No Gaza schooling for 2nd year raises 'lost generation' fears
Children attend a class in a tent being used as a make-shift educational center, in Jabalia, northern Gaza Strip, Palestine, Sept. 8, 2024. (AFP Photo)


The new school year in the Palestinian territories officially began Monday but all schools in Gaza shut after 11 months of war has raised fears of a "lost generation."

In its ongoing genocidal war on the Palestinian territory, Israel announced new orders to residents of the north Gaza Strip to leave their homes, in response to rockets fired into Israel.

Umm Zaki's son Moataz, 15, was supposed to begin 10th grade. Instead, he woke up in their tent in Deir al-Balah in central Gaza and was sent to fetch a container of water from more than a kilometer away.

"Usually, such a day would be a day of celebration, seeing the children in the new uniform, going to school, and dreaming of becoming doctors and engineers. Today all we hope is that the war ends before we lose any of them," the mother of five told Reuters by text message.

The Palestinian Education Ministry said all Gaza schools were shut and 90% of them had been destroyed or damaged in Israel's brutal attack on the territory, launched after the Oct. 7 Hamas incursion.

Natural-language object grounding data
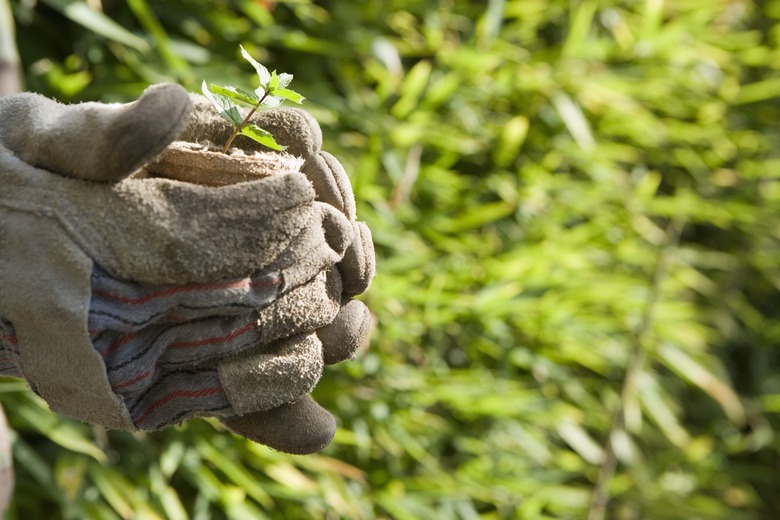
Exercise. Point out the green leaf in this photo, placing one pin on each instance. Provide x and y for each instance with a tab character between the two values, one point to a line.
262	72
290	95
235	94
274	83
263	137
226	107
...
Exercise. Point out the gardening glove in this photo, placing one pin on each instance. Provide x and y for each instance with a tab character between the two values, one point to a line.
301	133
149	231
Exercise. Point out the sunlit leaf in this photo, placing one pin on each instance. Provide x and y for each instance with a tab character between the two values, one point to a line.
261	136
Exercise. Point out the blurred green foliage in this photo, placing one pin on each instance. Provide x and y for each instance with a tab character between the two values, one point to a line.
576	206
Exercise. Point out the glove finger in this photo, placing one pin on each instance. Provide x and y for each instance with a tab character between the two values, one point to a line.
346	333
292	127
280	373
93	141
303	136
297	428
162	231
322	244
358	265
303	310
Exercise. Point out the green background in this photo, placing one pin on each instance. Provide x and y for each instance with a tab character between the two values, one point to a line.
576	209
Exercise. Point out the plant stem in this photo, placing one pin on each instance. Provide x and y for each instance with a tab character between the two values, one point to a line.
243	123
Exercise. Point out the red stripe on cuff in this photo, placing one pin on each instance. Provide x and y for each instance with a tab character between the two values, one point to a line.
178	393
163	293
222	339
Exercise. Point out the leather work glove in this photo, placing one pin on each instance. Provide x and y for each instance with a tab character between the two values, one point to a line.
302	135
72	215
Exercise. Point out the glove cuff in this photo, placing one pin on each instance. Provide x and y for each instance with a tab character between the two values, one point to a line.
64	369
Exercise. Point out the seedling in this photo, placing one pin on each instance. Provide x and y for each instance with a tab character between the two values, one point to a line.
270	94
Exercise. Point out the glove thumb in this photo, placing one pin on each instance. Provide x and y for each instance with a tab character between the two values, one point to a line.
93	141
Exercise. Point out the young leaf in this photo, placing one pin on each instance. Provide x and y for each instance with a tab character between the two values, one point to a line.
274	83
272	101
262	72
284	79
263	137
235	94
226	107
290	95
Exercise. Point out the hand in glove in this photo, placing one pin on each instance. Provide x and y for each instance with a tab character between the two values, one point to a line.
* * *
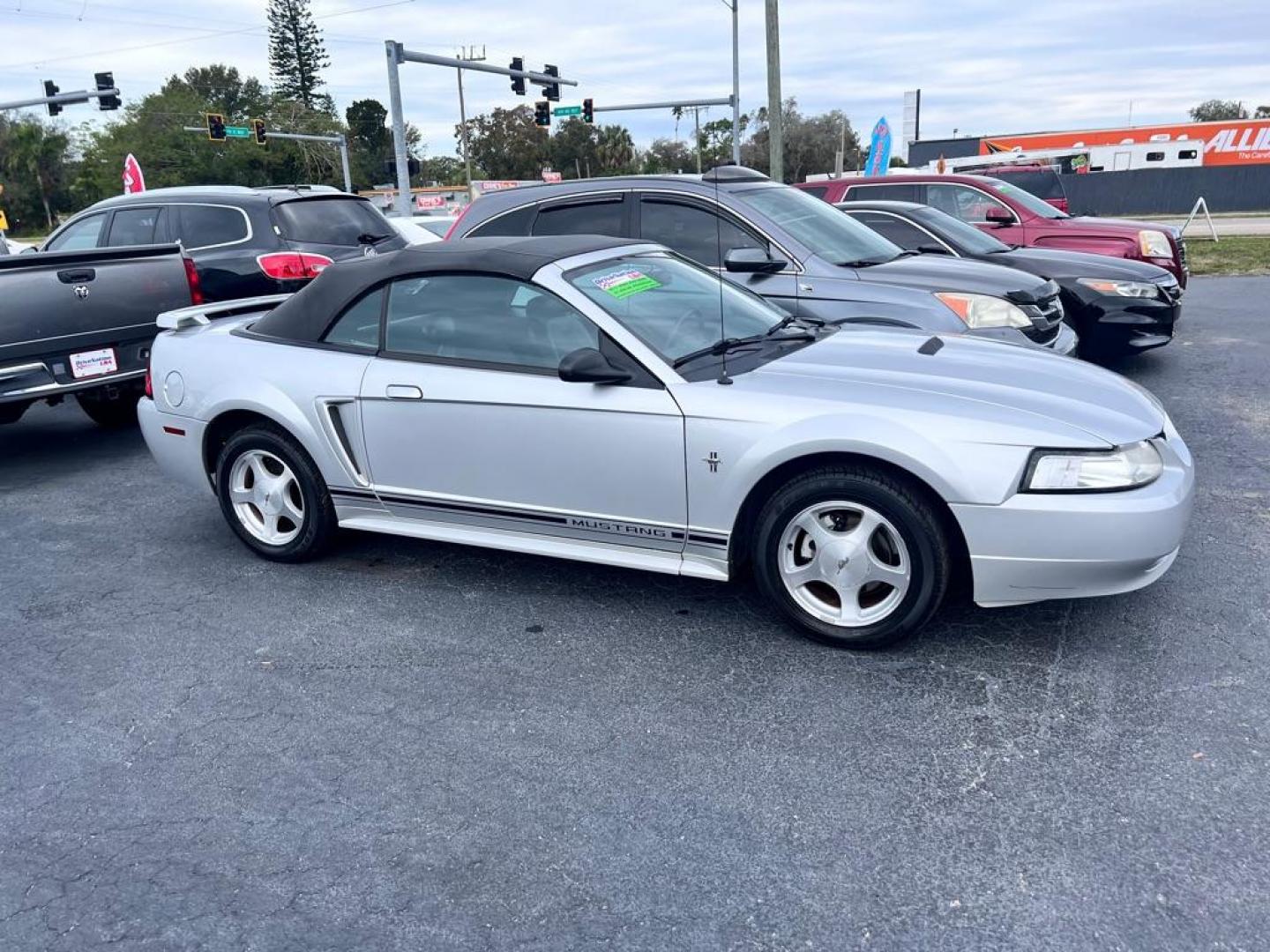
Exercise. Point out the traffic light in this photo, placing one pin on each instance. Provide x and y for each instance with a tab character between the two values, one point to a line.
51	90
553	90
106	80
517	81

#### ABOUT THIS TASK
Continue the news report on Gaza's closed schools after its last paragraph. The items come from a separate source unrelated to the text.

#### TASK RESULT
The U.N. Palestinian aid agency UNRWA, which runs around half of Gaza's schools, has turned as many of them as it can into emergency shelters housing thousands of displaced families.

"The longer the children stay out of school the more difficult it is for them to catch up on their lost learning and the more prone they are to becoming a lost generation, falling prey to exploitation including child marriage, child labor and recruitment into armed groups," UNRWA Director of Communications Juliette Touma told Reuters.

In addition to the 625,000 Gazans already registered for school who would be missing classes, another 58,000 six-year-olds should have registered to start first grade this year, the Education Ministry said.

Last month, UNRWA launched a back-to-learning program in 45 of its shelters, with teachers setting up games, drama, arts, music and sports activities to help with children's mental health.

Nearly all of Gaza's 2.3 million people have been forced from their homes at least once, and some have had to flee as many as 10 times.

In the latest evacuation order, Israel told residents of an area in the northern Gaza Strip they must leave their homes, following the firing of rockets into southern Israel the previous day.

"To all those in the specified area. Terrorist organizations are once again firing rockets at the State of Israel and carrying out terrorist acts from this area. The specified area has been warned many times in the past. The specified area is considered a dangerous combat zone," an Israeli military spokesperson said in Arabic on X.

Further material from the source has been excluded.